## THE EXERCISE
Reproduce verbatim the lines of data between the line holding "Find the modern" and the line holding "[(487, 240), (597, 243), (15, 260), (538, 65), (563, 243)]", inclusive, and leave out the pictures.

## SUPPLIED INFORMATION
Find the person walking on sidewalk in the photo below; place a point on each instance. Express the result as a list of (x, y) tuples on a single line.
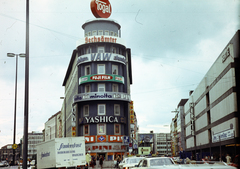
[(101, 161)]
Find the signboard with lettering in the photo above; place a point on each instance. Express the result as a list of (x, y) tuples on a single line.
[(224, 135), (101, 8), (95, 57), (101, 96), (106, 147), (101, 119), (97, 78)]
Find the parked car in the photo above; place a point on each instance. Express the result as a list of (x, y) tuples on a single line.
[(129, 162), (166, 162), (2, 165)]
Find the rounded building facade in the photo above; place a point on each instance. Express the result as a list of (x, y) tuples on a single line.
[(101, 103)]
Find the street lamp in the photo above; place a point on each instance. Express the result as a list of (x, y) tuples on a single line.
[(15, 104)]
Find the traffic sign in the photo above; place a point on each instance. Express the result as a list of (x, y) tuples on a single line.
[(14, 146), (125, 140)]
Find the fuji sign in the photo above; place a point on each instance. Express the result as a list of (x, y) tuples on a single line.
[(101, 8)]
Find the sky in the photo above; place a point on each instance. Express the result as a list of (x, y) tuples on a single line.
[(173, 44)]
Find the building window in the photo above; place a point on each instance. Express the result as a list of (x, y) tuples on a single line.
[(94, 33), (86, 130), (114, 87), (100, 32), (101, 129), (87, 70), (87, 88), (115, 69), (101, 87), (101, 109), (116, 109), (86, 110), (101, 69), (114, 50), (117, 129), (106, 33), (100, 49)]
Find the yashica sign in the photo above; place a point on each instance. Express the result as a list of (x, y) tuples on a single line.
[(101, 8)]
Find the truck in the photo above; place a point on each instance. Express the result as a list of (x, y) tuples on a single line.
[(65, 152)]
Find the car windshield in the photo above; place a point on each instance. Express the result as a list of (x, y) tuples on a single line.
[(160, 162), (134, 160)]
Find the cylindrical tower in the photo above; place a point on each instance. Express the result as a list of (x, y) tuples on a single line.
[(102, 101)]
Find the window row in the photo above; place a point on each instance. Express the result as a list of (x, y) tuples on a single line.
[(102, 110), (101, 87), (101, 49), (101, 69), (101, 129), (101, 32)]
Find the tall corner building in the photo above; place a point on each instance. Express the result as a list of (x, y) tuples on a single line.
[(97, 99)]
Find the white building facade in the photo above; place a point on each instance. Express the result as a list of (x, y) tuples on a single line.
[(212, 111)]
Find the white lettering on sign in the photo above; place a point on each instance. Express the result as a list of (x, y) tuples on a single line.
[(101, 119), (115, 138), (102, 6)]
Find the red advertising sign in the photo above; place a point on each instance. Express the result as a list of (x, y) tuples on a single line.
[(115, 138), (102, 138), (101, 77), (101, 8), (90, 139)]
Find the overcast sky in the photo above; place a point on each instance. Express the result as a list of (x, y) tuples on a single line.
[(173, 44)]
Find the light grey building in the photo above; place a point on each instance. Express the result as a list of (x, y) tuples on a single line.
[(212, 111)]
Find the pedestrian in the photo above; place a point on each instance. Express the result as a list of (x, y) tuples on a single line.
[(182, 155), (101, 161), (228, 158)]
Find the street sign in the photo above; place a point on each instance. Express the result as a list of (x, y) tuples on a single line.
[(14, 146), (125, 140)]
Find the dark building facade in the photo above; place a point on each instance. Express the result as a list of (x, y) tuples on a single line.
[(97, 89)]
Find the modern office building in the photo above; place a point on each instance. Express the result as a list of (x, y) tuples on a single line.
[(212, 111), (33, 139), (97, 101), (6, 153), (163, 144), (53, 127)]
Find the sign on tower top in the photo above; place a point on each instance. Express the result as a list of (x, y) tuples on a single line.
[(101, 8)]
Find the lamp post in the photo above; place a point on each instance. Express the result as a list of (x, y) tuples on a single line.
[(15, 104)]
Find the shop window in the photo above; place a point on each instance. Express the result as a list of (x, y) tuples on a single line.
[(106, 33), (100, 32), (114, 50), (101, 69), (86, 110), (101, 129), (101, 49), (94, 33), (117, 129), (116, 109), (115, 69), (88, 50), (101, 87), (114, 87), (86, 130), (101, 109), (87, 88), (87, 70)]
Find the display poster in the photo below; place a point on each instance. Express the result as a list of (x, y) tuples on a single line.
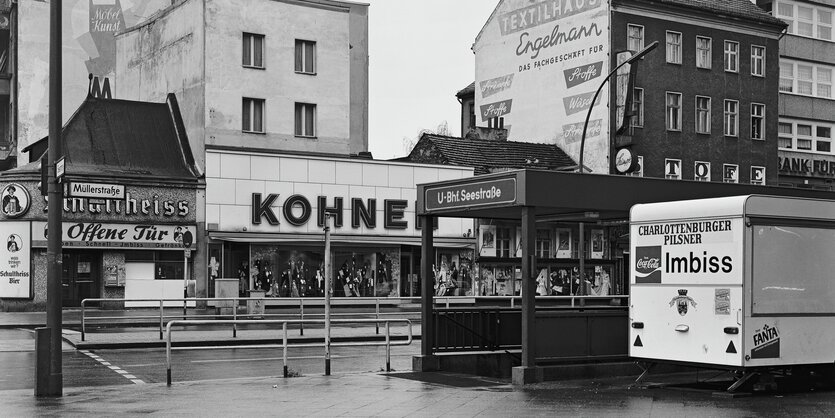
[(487, 240), (597, 243), (15, 260), (538, 65), (563, 243)]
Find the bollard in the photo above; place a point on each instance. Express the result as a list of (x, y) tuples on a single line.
[(284, 349), (42, 364), (161, 318), (301, 313), (82, 320), (235, 318), (388, 348)]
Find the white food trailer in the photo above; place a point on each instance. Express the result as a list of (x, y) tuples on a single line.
[(744, 282)]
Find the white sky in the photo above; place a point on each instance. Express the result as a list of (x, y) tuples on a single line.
[(419, 57)]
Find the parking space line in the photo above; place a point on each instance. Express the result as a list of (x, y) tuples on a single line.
[(116, 369)]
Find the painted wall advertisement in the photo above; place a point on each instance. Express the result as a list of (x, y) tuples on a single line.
[(538, 65), (688, 252), (15, 258)]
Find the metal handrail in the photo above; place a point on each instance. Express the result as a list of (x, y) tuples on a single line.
[(285, 344), (438, 300)]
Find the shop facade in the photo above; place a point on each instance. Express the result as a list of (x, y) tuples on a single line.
[(131, 248), (265, 218)]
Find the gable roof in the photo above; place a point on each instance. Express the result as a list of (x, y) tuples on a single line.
[(487, 156), (108, 138)]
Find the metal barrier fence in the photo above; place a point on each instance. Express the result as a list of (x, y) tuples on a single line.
[(285, 345), (445, 301)]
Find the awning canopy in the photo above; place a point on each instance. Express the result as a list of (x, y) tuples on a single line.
[(352, 240)]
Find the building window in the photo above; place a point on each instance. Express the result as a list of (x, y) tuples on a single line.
[(305, 119), (543, 243), (253, 115), (673, 111), (823, 139), (305, 57), (803, 137), (732, 56), (701, 171), (502, 242), (757, 121), (637, 119), (635, 37), (702, 115), (672, 169), (639, 168), (806, 19), (730, 173), (757, 175), (731, 118), (674, 47), (253, 50), (703, 52), (758, 61), (785, 138), (806, 79)]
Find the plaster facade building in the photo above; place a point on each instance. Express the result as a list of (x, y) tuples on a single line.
[(807, 105), (274, 75), (702, 106)]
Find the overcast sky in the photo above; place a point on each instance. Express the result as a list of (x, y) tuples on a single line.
[(420, 57)]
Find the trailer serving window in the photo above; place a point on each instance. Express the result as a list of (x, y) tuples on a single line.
[(793, 270)]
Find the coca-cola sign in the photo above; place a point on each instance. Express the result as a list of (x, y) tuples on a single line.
[(648, 264)]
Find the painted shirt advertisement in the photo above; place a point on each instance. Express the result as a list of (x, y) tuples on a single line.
[(538, 65), (704, 251), (89, 47), (15, 257)]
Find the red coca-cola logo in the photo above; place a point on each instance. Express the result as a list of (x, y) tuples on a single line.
[(648, 264)]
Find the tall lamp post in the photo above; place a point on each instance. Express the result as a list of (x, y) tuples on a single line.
[(634, 57)]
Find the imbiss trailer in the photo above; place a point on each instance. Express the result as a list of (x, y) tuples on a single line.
[(744, 283)]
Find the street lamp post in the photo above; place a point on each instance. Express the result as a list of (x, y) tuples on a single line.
[(634, 57)]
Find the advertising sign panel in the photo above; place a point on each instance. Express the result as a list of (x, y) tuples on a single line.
[(689, 252), (107, 235), (15, 257), (547, 58)]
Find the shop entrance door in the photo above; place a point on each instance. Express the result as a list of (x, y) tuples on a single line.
[(80, 279)]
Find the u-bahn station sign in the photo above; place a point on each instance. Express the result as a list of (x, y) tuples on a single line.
[(491, 192)]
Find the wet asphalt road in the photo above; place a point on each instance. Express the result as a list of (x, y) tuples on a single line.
[(137, 366)]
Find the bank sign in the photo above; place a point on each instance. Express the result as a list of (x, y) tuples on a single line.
[(688, 252), (482, 193), (538, 64), (15, 260)]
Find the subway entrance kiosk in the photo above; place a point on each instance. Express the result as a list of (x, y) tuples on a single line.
[(745, 283)]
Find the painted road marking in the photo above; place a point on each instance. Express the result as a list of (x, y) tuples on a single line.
[(116, 369)]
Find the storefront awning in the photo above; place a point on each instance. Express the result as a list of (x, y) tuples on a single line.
[(352, 240)]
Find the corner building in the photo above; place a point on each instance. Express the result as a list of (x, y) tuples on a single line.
[(701, 106)]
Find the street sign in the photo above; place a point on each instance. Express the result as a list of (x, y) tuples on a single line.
[(96, 190), (479, 193), (59, 170)]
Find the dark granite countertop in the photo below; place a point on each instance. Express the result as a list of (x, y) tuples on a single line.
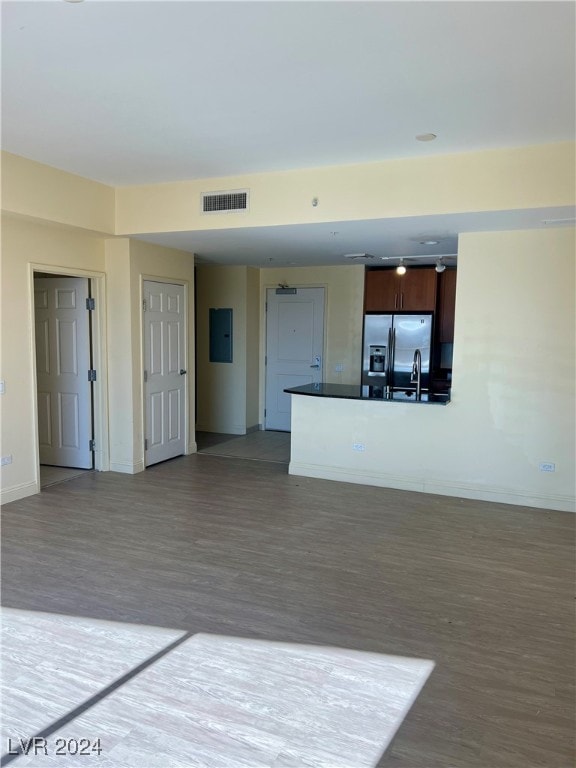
[(364, 392)]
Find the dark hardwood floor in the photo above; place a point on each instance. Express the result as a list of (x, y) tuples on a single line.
[(238, 547)]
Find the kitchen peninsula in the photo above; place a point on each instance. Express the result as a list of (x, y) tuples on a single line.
[(340, 432), (360, 392)]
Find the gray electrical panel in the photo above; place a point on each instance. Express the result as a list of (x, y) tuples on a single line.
[(220, 335)]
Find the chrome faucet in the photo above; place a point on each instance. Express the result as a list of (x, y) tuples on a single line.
[(416, 374)]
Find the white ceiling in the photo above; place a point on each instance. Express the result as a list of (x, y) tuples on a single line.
[(130, 92)]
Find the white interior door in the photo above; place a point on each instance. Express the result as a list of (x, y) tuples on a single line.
[(165, 372), (294, 348), (62, 371)]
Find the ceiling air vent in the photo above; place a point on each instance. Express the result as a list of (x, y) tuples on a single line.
[(225, 202)]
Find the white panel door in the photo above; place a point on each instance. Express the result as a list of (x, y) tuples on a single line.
[(165, 372), (294, 348), (62, 364)]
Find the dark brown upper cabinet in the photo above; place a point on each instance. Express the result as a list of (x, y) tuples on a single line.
[(386, 291)]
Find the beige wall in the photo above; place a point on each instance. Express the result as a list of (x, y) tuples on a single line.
[(513, 400), (48, 194), (502, 179), (25, 245), (223, 387), (253, 418)]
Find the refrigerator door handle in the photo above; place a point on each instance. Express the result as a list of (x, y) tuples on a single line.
[(390, 366)]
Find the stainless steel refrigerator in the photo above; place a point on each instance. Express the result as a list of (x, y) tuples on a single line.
[(390, 344)]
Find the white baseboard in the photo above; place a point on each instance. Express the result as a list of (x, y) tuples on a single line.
[(556, 502), (19, 492), (127, 467)]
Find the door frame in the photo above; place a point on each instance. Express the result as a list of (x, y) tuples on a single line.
[(263, 335), (99, 357), (188, 357)]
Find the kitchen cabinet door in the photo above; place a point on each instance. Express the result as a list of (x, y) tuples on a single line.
[(381, 290), (386, 291), (418, 290)]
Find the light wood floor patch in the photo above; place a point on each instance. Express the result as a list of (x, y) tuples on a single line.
[(218, 701)]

## ANSWER
Find the modern office building in the photo above; place a point on each instance. Express the result as a list of (x, y) tuples on a single line.
[(212, 111), (33, 139), (97, 101), (6, 153), (163, 144), (53, 127)]
Find the sign on tower top in the photo above; place a point on each instance. Express the result as a list of (x, y) tuples on a single line.
[(101, 8)]
Find the lamp post in the photo above; place a point on each instance. Express the result as a list of (x, y) tuples on a single line.
[(15, 104)]
Find the shop window in the photo above; place a point on each instance. Express the result as a list of (x, y) tuples on a single line.
[(106, 33), (100, 32), (114, 50), (101, 69), (86, 110), (101, 129), (101, 49), (94, 33), (117, 129), (116, 109), (115, 69), (88, 50), (101, 87), (114, 87), (86, 130), (101, 109), (87, 88), (87, 70)]
Find the display poster in the photo below; place a point on each instance. Express the result as a list of (x, y) tuples on a single line.
[(487, 240), (597, 243), (15, 260), (538, 65), (563, 243)]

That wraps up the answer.